- EXERCISE REQUIREMENTS:
1. In the listing below, substitute "dry branch" for "bare twig" wherever it occurs, keep everything else the same, and leave the pictures out of your answer.
2. Resume the passage below on Warner Music Group sharing its streaming equity proceeds with artists, writing on from its last sentence.

- SOURCE PASSAGE:

◇ ◇ ◇ ◇ ◇

COPYRIGHT / CONTRACT
Recorded music, internet

 

 

Warner Music Group has told investors that should the major ever sell its stake in Spotify, it will pay its recording artistes a portion of the proceeds. Warner is believed to own between 2% and 3% in Spotify – an equity position which it received via licensing negotiations – in effect for ‘free’ due to its position as the owner of a large catalogue of sound recordings. Warners also hold an equity stake in Soundcould on the same basis.
Recent market analysis has given Spotify a valuation of $8bn – so the key question must be – WHAT percentage will they share with artistes – if they takethe ‘per unit’ rate from CD sales – npot very much … if they take a fair and equitable approach – upwards of half – a big difference!
WMG CEO Stephen Cooper said “”As there is an ongoing debate in the media regarding how artists should be paid for use of their music on streaming services, we wanted to take this opportunity to address the issue head on” adding “the main form of compensation we receive from streaming services is revenue based on actual streams”, but acknowledged “there are some services from which we receive additional forms of compensation” and “There are equity stakes in some streaming services for which we have not paid.
“Although none of these equity stakes have been monetized since we implemented our breakage policy, today we are confirming that in the event we do receive cash proceeds from the sale of these equity stakes, we will also share this revenue with our artists on the same basis as we share revenue from actual usage and digital breakage.” This may not be the rate their artistes think is fair of course if its just a small percentage.
The classic example of how artistes and labels disagree on what is a fair rate was set out in the 2006 and now settled law suit brought by the Allman Brothers, Cheap Trick and others against Sony. In court papers filed in the United States District Court Southern District of New York in this case, a comparison of calculations was set out based on the sale of 1,000 downloads at 0.70c per unit – giving a total income of $700: Sony BMG thought the appropriate payment would be a royalty payment on 85% of all downloads sold after deducting mechanical royalties to the songwriters, a container charge of 20% and an royalty reducer for new technology of a further 50%. This gave a total royalty payment of $45.05. The Allman brothers felt they should be paid one half of the income from 100% of all units sold, less just the mechanical royalty payable to songwriters. This gave a royalty due of by Sony BMG to the Allman Brothers of $315.50. Some difference!

◇ ◇ ◇ ◇ ◇

- GIVEN DATA:
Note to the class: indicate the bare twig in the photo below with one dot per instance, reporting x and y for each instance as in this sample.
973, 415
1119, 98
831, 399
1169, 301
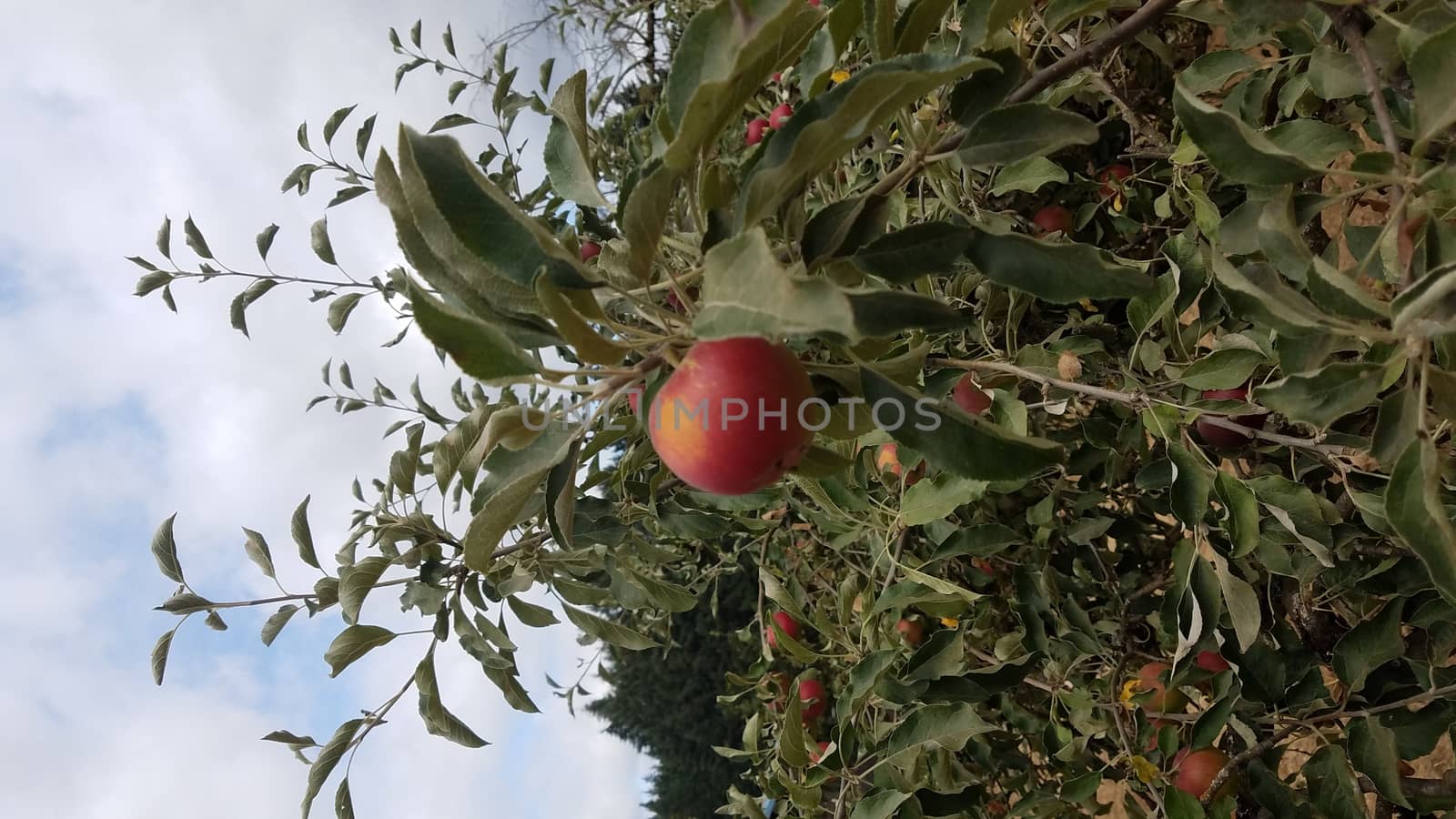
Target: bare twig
1349, 28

◇ ◇ ◇ ◇ ◇

- WRITTEN ANSWERS:
1.
Note to the class: indicate the dry branch in the photo below with one dot per instance, reporting x and y for each instance as in this sample.
973, 415
1119, 98
831, 399
1169, 301
Target: dry branch
1349, 28

2.
In January 2014 WMG agreed to increase digital payouts to artists by 5% from whatever record sale royalty figure is in their current contract, with a floor rate of 10%, but with a 14% cap, meaning the deal will favour more the artists with older record deals on lower royalty rates (because anyone with a 14% split already would see no benefit to their royalties – whereas an artiste on 1% would see an increase to the floor rate of 10%). The proposed increase, part of a now agreed settlement, would be less on non-US download income. Assistant General Secretary of the Musicians Union Horace Trubridge, who had once been in a successful 70s pop band, recently revealed that his band got just 3% of the ‘recorded music’ share of any stream – with his label (who were originally Magnet, now owned by Warners) taking the rest – 97%.

 

Sony Music Entertainment also issued a  statement to MBW:
“As we have previously shared with our artists and their representatives, net proceeds realized by Sony Music from the monetization of equity interests that were provided to Sony Music as part of the consideration for a digital license will be shared with our artists on a basis consistent with our breakage policy.”
Between them, the majors – Universal Music Group, Sony Music Entertainment and Warner Music Group – are believed to own somewhere around 15% in Spotify. In an ongoing US court case, Sony – which reportedly owns 6% in Spotify – was last year legally challenged by management company 19 Entertainment on the Spotify equity issue.
http://recode.net/2016/02/04/warner-music-says-it-will-share-its-theoretical-spotify-payday-with-its-artists/ and http://the1709blog.blogspot.co.uk/2014/01/warner-music-moves-to-settle-digital.html and http://the1709blog.blogspot.co.uk/2015/11/music-tank-debate-points-out-reality-of.html

 

And Beggars Group boss Martin Mills has called on his fellow record labels to make some significant changes to their business practices – particularly some dubious accounting practices – for an urgent reason. Mills suggests that, if they don’t already, majors and indies should start paying catalogue artists a 15% minimum royalty on music streaming usage – as well as wiping clean artists’ unrecouped debt after they have been signed for 20 years. But why only 15%? Why not take 50% as an equitable starting point for digital revenues? Especially if labels want to overturn safe harbour laws in the EC – laws which currently help YouTube and others to host copyright-infringing material without fear of legal punishment. And Darius Van Arman, co-owner and co-founder of Secretly Group, has warned that true competition cannot exist in the world of record labels when the major companies unjustly leverage scale to their advantage.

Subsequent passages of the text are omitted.